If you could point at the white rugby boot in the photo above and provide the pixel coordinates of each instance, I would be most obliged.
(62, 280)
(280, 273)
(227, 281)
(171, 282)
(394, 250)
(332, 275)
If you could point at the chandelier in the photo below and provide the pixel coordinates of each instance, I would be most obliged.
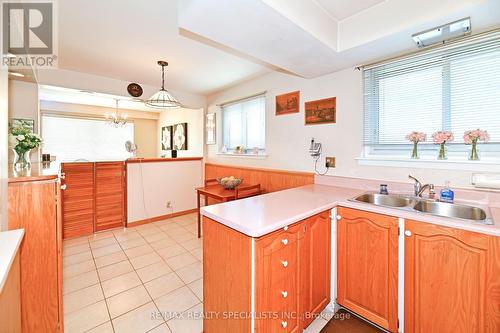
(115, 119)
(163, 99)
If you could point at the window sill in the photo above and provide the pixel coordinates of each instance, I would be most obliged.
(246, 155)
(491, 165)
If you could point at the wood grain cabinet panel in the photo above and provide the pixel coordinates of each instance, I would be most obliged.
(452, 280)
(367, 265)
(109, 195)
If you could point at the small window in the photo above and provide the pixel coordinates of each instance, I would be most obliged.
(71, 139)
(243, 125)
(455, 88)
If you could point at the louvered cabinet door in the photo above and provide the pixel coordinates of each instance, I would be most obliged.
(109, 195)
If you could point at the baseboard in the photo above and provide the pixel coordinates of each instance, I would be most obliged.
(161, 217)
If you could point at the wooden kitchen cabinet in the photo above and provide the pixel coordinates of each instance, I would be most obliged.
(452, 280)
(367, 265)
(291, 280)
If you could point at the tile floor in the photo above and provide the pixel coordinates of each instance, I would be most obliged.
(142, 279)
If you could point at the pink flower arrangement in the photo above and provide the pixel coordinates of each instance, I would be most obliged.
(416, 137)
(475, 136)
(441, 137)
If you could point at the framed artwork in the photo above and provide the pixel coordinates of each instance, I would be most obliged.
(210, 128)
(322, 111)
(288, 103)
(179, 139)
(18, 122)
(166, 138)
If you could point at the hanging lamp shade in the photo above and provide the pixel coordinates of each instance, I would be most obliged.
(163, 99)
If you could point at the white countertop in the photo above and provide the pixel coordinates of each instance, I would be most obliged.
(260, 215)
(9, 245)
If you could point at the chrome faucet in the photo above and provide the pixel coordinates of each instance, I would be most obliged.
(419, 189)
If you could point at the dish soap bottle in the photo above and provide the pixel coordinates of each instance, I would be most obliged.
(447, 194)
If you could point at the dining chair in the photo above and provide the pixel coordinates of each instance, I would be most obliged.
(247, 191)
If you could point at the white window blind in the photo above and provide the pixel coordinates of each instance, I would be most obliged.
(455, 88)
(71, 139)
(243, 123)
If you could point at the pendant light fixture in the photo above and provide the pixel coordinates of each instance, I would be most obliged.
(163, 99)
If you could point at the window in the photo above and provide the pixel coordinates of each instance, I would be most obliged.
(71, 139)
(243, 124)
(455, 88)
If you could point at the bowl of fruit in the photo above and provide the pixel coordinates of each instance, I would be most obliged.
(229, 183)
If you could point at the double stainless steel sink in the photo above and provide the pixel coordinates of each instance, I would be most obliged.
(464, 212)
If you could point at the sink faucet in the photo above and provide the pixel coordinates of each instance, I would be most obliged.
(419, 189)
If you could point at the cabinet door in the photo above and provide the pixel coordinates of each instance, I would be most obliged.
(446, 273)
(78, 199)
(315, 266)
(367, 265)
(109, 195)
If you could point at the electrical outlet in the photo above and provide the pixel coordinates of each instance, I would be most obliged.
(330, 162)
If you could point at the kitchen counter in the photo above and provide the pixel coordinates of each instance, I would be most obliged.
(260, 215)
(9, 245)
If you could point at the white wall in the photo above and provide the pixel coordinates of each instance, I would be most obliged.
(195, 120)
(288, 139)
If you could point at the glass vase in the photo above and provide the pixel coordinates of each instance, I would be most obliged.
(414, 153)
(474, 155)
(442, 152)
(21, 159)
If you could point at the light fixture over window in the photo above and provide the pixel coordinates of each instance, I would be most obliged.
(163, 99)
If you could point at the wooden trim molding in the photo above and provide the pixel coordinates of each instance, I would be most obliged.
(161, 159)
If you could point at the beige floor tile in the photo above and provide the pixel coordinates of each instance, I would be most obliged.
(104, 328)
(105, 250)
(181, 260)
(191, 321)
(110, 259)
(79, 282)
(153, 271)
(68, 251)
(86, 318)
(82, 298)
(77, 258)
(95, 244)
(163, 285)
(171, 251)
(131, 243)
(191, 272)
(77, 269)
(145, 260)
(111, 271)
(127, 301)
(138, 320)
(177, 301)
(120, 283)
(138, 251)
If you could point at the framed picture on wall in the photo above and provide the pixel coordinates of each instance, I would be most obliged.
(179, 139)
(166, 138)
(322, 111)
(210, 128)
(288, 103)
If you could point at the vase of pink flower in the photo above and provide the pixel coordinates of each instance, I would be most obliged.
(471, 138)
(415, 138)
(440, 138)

--------

GIVEN TASK: Starting with the line that contains "If you could point at the framed picture" and running through the end of the material, format those lines as a JSON list of strings with one string per line. Leave out any blank lines.

WORKED SOLUTION:
[
  "If you could point at the framed picture on wall in the photo above and provide the pixel coordinates of each instance, I would be most obliged.",
  "(179, 139)",
  "(166, 138)",
  "(322, 111)",
  "(210, 128)",
  "(288, 103)",
  "If you could point at the vase of pink flower in the photo above and provide the pixel coordinates of each instance, I would be most obliged.",
  "(471, 138)",
  "(415, 138)",
  "(440, 138)"
]